───── Material provided
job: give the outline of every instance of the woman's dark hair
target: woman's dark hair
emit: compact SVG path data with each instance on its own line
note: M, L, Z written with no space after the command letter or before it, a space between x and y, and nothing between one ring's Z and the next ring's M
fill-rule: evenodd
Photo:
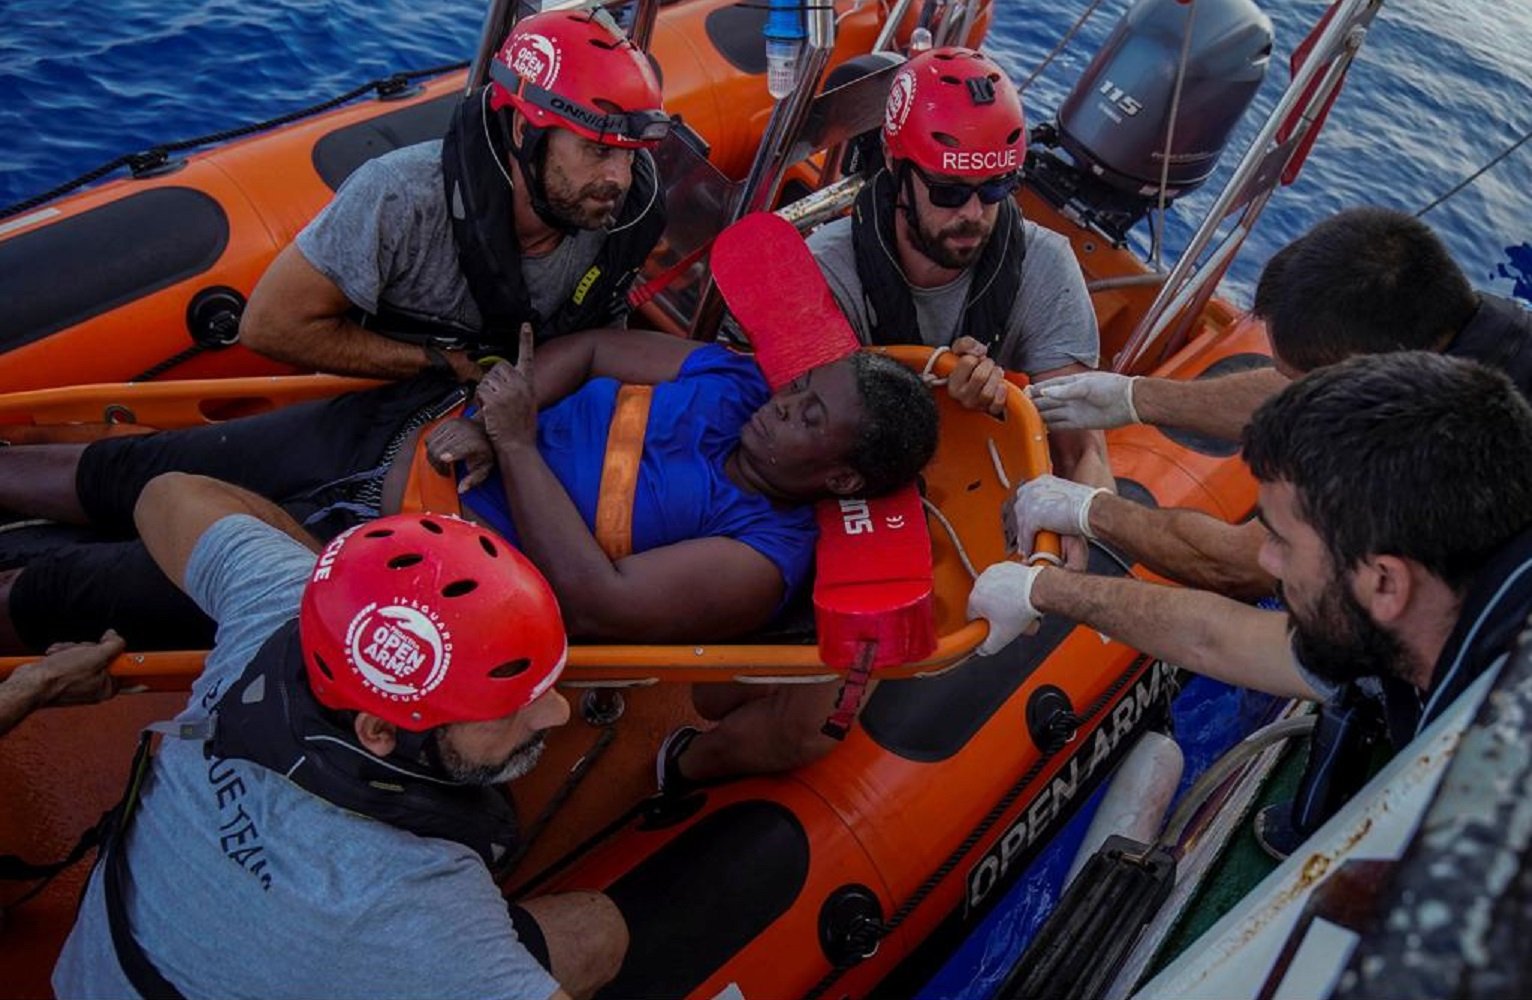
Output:
M866 480L867 496L912 481L936 454L936 402L931 390L893 358L852 356L862 397L862 427L847 462Z

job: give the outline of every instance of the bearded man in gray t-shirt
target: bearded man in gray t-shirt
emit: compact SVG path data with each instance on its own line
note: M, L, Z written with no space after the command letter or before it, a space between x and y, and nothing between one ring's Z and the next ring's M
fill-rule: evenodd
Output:
M444 139L364 163L250 296L245 346L343 375L476 377L539 340L626 324L664 230L648 58L600 10L517 22Z
M999 409L1005 369L1035 381L1095 368L1096 314L1069 241L1011 197L1026 138L1004 72L972 49L915 56L890 88L883 150L853 215L808 241L862 340L951 348L947 388L970 408ZM1113 488L1099 432L1049 444L1060 475ZM1068 548L1083 565L1084 545Z

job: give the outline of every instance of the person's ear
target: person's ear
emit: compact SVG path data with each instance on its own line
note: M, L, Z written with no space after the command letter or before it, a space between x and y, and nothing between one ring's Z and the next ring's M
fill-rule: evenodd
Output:
M357 742L379 757L387 757L399 743L399 731L392 722L386 722L368 712L356 713Z
M856 496L866 485L862 474L849 465L840 466L825 480L825 488L838 497Z
M1398 556L1368 556L1352 576L1357 601L1379 625L1399 621L1415 596L1420 566Z
M527 119L520 111L511 113L511 141L520 149L527 137Z

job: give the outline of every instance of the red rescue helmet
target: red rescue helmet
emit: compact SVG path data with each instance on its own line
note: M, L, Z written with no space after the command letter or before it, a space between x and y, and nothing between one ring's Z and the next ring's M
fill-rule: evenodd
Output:
M489 106L509 104L535 128L624 149L652 147L670 132L649 57L601 8L522 18L489 75Z
M922 52L894 77L883 113L891 161L928 174L979 179L1021 169L1021 98L1005 71L973 49Z
M436 514L380 518L325 546L298 636L320 704L414 732L525 708L569 652L537 568L484 528Z

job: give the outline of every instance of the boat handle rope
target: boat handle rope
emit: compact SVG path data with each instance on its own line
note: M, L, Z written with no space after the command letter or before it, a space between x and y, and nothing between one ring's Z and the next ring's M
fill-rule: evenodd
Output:
M225 129L222 132L213 132L208 135L197 136L194 139L178 139L174 142L167 142L156 146L150 146L148 149L140 150L136 153L125 153L116 159L101 164L101 166L96 167L93 170L87 170L85 173L74 178L73 180L65 181L63 184L60 184L55 188L44 191L42 194L34 195L31 198L26 198L18 201L14 205L7 205L4 208L0 208L0 219L8 219L13 215L20 215L23 212L31 211L32 209L37 208L39 205L45 205L55 198L68 194L75 188L84 187L86 184L89 184L92 181L100 180L107 174L117 170L120 167L127 167L133 172L133 176L139 177L143 174L152 173L165 167L170 162L171 153L179 153L183 152L184 150L195 149L198 146L210 146L222 142L228 142L230 139L239 139L247 135L253 135L256 132L264 132L268 129L277 128L282 125L290 125L293 122L301 121L304 118L310 118L314 115L320 114L321 112L329 111L331 108L339 107L348 101L354 101L369 91L375 91L378 97L382 99L398 98L408 93L409 84L411 81L428 76L441 76L444 73L452 73L456 70L464 69L467 66L468 64L466 62L458 62L443 66L430 66L426 69L416 69L403 73L395 73L392 76L381 77L376 80L369 80L361 86L353 87L346 91L344 94L332 97L327 101L321 101L318 104L310 105L306 108L300 108L297 111L289 111L286 114L278 115L275 118L268 118L266 121L254 122L249 125L240 125L235 128Z
M951 353L952 348L946 346L933 350L931 356L926 359L925 367L920 370L921 381L933 389L946 385L948 380L933 374L933 372L936 368L936 360L943 354ZM1020 390L1015 386L1010 386L1007 391L1019 392ZM1000 480L1000 485L1009 493L1011 491L1011 477L1006 474L1005 463L1000 458L1000 449L996 446L995 439L986 438L984 444L989 449L990 463L995 467L995 478ZM946 514L942 513L941 508L937 507L929 499L922 496L920 503L925 507L926 513L934 517L936 523L941 525L942 530L947 533L948 540L952 542L952 548L957 552L958 560L962 562L963 569L968 571L969 579L977 580L979 578L979 571L974 568L973 560L968 556L968 549L964 547L963 540L958 537L957 528L953 527L952 522L948 520ZM1038 563L1047 563L1050 566L1064 565L1064 560L1052 552L1034 552L1027 557L1026 562L1031 566L1035 566Z

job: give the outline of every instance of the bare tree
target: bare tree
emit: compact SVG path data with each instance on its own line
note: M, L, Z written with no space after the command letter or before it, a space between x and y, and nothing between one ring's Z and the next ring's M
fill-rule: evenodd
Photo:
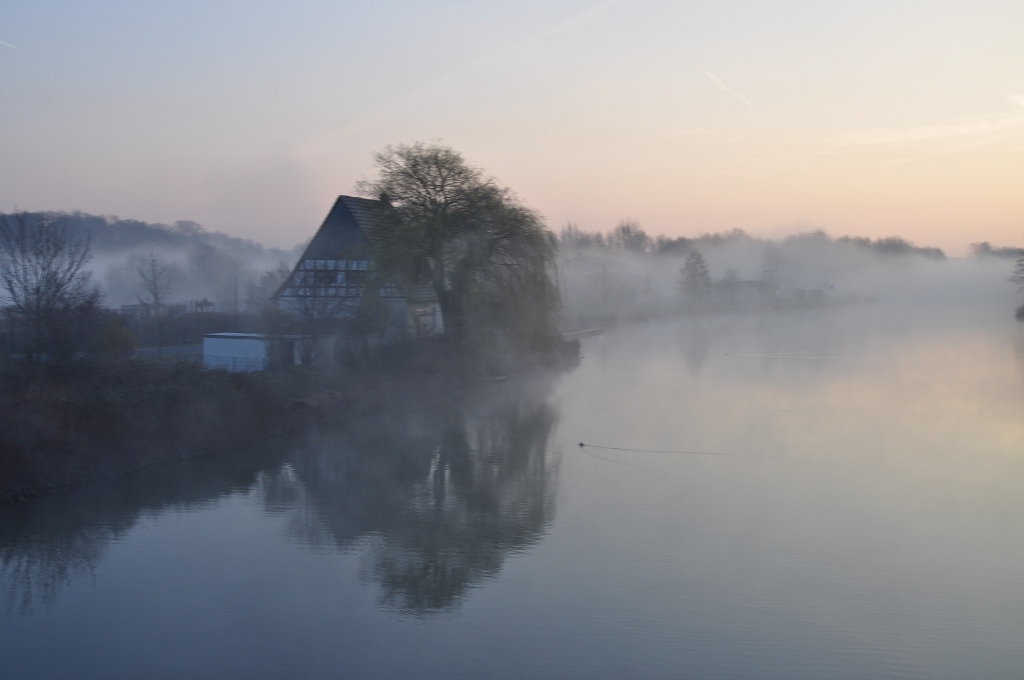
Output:
M636 220L622 220L608 234L608 245L634 253L646 253L653 245L653 239L647 235Z
M143 295L139 302L149 305L154 324L156 325L156 353L163 354L163 331L164 323L167 320L167 303L171 290L174 288L174 271L166 264L160 256L150 253L138 260L135 271L139 274L139 283Z
M9 312L29 331L29 354L41 361L53 350L65 320L82 307L96 306L99 293L89 285L89 239L72 240L51 219L30 224L26 215L0 219L0 287ZM71 356L66 342L61 354Z

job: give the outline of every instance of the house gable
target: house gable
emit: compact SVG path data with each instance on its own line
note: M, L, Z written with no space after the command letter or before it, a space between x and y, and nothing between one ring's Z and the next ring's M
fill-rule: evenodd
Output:
M367 233L378 205L378 201L339 196L273 299L361 297L376 273ZM380 295L402 297L392 282L384 283Z
M368 285L392 317L391 337L443 331L441 308L429 285L403 290L378 278L370 234L379 201L339 196L288 278L271 296L283 310L312 318L352 318Z

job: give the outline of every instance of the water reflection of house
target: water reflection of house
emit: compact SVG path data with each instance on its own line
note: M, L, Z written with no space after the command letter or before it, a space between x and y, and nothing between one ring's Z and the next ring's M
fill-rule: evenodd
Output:
M378 201L339 196L288 279L272 299L309 321L351 321L370 295L383 310L385 342L442 332L441 306L428 285L379 276L370 241Z

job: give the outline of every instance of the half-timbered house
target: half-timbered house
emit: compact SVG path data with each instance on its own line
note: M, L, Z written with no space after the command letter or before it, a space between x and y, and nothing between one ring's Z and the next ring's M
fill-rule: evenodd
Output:
M370 241L378 206L365 198L338 197L274 293L279 309L308 320L351 320L364 297L373 295L387 314L383 342L442 332L441 307L430 286L401 286L378 276Z

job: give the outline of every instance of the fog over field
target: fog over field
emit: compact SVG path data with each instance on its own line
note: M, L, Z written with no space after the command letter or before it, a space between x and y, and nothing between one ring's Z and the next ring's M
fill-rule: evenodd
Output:
M171 302L206 298L216 311L230 312L237 293L239 309L245 311L254 297L264 295L261 275L281 263L291 266L302 249L302 244L292 250L266 248L248 239L206 231L195 222L149 224L79 212L23 215L29 221L54 220L70 239L89 240L92 257L86 267L105 304L114 308L140 302L138 268L154 254L170 272ZM14 218L0 213L0 220Z

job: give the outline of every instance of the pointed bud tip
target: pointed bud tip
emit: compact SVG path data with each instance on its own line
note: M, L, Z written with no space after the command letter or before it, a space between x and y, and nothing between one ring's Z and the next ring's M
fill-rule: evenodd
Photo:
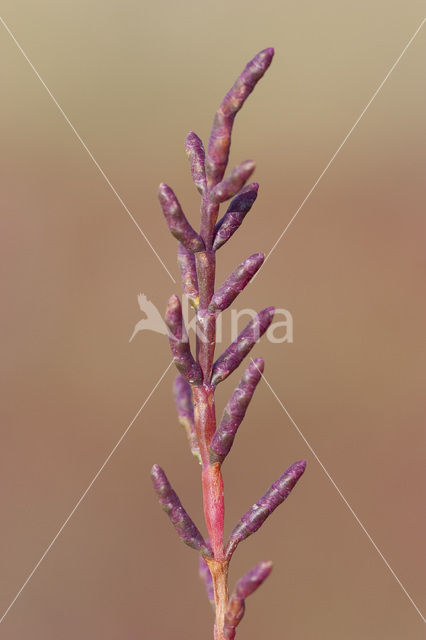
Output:
M263 373L265 369L265 361L263 358L255 358L253 360L253 364L260 373Z
M274 567L273 563L270 560L264 560L263 562L259 562L257 566L259 569L259 573L262 575L263 580L266 580L266 578L269 576L269 574L271 573Z
M294 470L294 471L296 471L296 472L297 472L297 474L298 474L299 476L301 476L301 475L302 475L302 473L304 473L304 471L305 471L305 469L306 469L306 464L307 464L306 460L298 460L297 462L294 462L294 463L291 465L291 469L292 469L292 470Z
M173 295L170 296L169 301L167 303L167 307L177 307L180 306L180 300L177 297L177 295L174 293Z
M263 58L263 60L265 60L265 62L269 66L272 62L272 58L274 57L274 54L275 54L274 47L266 47L266 49L262 49L262 51L260 51L257 55L259 56L259 58Z
M158 476L158 474L160 473L164 473L162 468L160 467L159 464L154 464L151 469L151 476L154 478L155 476Z
M263 253L253 253L251 256L246 258L242 264L244 265L244 268L248 270L252 277L257 271L259 271L264 260L265 255Z
M197 144L201 142L200 138L197 136L197 134L195 133L195 131L189 131L186 134L186 138L185 138L185 147L186 147L186 151L187 153L189 153L191 151L191 147L194 144Z
M245 187L243 187L241 189L241 191L239 193L237 193L237 195L235 196L236 198L238 198L239 196L241 196L243 193L252 193L255 196L257 196L257 192L259 191L259 183L258 182L249 182L249 184L246 184Z
M272 318L274 317L275 313L275 307L266 307L266 309L262 309L260 313L267 316L269 321L272 322Z
M158 199L162 206L166 206L169 204L170 198L173 197L173 191L165 182L160 182L158 185L157 191Z

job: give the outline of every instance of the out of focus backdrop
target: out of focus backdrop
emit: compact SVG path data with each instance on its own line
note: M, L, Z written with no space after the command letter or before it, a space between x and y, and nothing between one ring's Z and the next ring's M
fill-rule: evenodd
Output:
M231 166L259 198L220 250L218 282L267 253L420 25L420 1L37 2L1 15L179 280L156 190L190 220L184 152L246 62L275 59L238 115ZM4 612L170 362L144 293L180 291L0 24ZM293 342L256 345L265 375L224 464L227 531L293 461L307 471L236 554L231 585L275 569L241 640L420 640L425 609L426 27L411 43L236 308L275 305ZM224 316L221 348L229 339ZM202 523L199 468L170 369L0 625L5 640L212 636L195 552L157 505L153 463ZM238 379L218 391L220 415ZM204 531L204 528L203 528Z

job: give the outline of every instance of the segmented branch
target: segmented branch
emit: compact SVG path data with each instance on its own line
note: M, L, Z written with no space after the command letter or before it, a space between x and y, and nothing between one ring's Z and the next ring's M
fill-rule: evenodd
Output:
M229 598L225 613L223 635L225 640L234 640L236 627L245 612L245 599L248 598L266 580L272 571L272 562L259 562L254 569L238 580L234 592Z
M231 200L225 215L216 223L214 228L214 251L220 249L241 226L257 198L258 190L259 185L257 182L252 182L244 187L244 189L241 189L240 193Z
M209 194L212 202L225 202L233 198L253 173L256 165L253 160L246 160L235 167L227 178L219 182Z
M234 118L271 64L273 56L274 50L269 48L250 60L216 112L206 155L206 174L210 188L216 186L225 173Z
M188 251L193 253L203 251L205 249L203 240L189 224L178 199L167 184L160 184L158 198L171 234Z
M210 444L210 462L222 462L228 455L234 443L234 438L246 414L247 407L253 397L257 384L262 376L264 362L256 358L250 362L240 380L238 387L232 394L223 412L222 420Z
M185 140L186 155L191 166L191 175L195 186L201 195L205 195L207 189L206 183L206 154L204 146L196 133L190 131Z
M209 545L183 508L166 474L158 464L155 464L151 469L151 479L158 501L169 516L182 542L206 556L211 555Z
M237 545L257 531L266 518L290 495L306 469L306 461L294 462L268 489L268 491L241 518L229 536L226 556L229 558Z
M219 356L213 365L213 385L225 380L238 367L271 324L274 311L274 307L267 307L259 311L257 316L250 320L234 342Z
M245 289L254 274L263 264L263 253L254 253L246 258L225 280L223 285L215 292L209 304L209 311L224 311L231 305L237 295Z

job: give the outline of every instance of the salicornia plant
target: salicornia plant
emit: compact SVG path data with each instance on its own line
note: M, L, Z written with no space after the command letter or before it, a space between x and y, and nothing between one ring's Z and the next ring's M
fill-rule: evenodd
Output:
M283 502L305 470L304 461L292 464L267 492L241 518L225 542L224 497L221 466L234 442L248 404L262 376L261 358L252 360L225 407L216 427L214 394L249 353L272 322L274 308L268 307L248 323L240 335L214 361L216 319L231 305L261 267L264 256L256 253L242 262L225 283L214 290L216 252L238 229L256 200L258 184L245 186L254 171L254 163L242 162L224 178L228 163L234 118L271 64L272 48L264 49L251 60L223 99L213 122L205 153L200 138L193 132L186 137L186 152L194 183L201 194L201 227L197 233L189 224L173 193L165 184L159 187L159 199L170 231L179 241L178 262L183 292L196 313L196 352L191 353L182 308L172 296L166 311L170 346L179 371L174 394L180 423L185 427L191 451L201 463L204 516L208 538L204 539L164 471L152 468L154 489L178 535L200 553L200 574L216 614L215 640L232 640L250 595L271 572L270 562L261 562L237 582L228 596L228 566L237 545L257 531L266 518ZM222 202L231 199L225 215L217 222Z

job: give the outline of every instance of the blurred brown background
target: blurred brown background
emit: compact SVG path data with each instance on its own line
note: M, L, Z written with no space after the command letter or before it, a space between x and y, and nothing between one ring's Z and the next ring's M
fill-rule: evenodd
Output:
M178 279L156 200L188 216L184 154L244 64L276 48L238 116L231 165L261 190L218 282L269 251L423 14L422 2L2 2L3 19ZM291 311L265 374L420 609L424 589L426 27L238 308ZM166 368L136 296L173 285L0 26L1 608L4 611ZM155 502L165 467L201 522L199 470L170 370L0 626L5 640L210 638L196 554ZM221 412L237 376L218 392ZM265 384L224 465L227 529L294 460L295 493L236 555L275 570L238 637L424 637L422 620Z

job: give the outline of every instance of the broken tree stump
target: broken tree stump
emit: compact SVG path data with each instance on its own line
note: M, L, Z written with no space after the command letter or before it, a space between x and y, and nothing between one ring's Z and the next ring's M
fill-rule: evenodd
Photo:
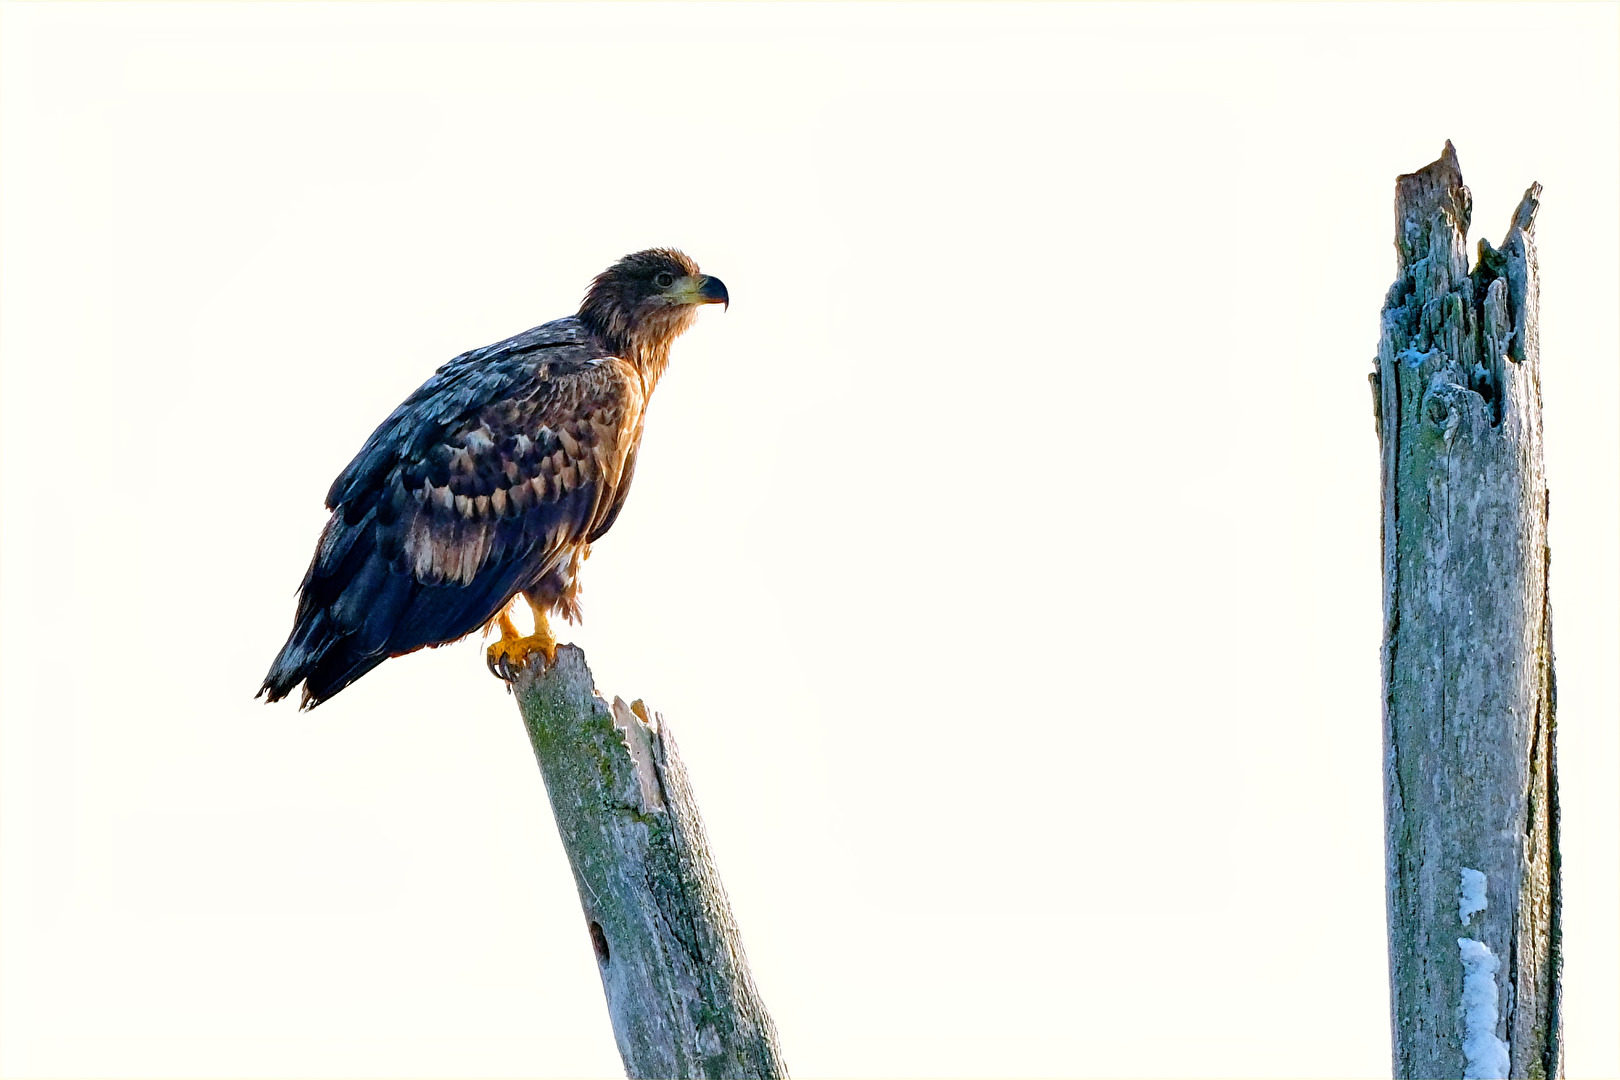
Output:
──────────
§ Problem to work on
Each line of the entries above that includes the string "half" should be copied out.

§ Response area
job: give the outline of every instance of the half-timbered house
target: half-timbered house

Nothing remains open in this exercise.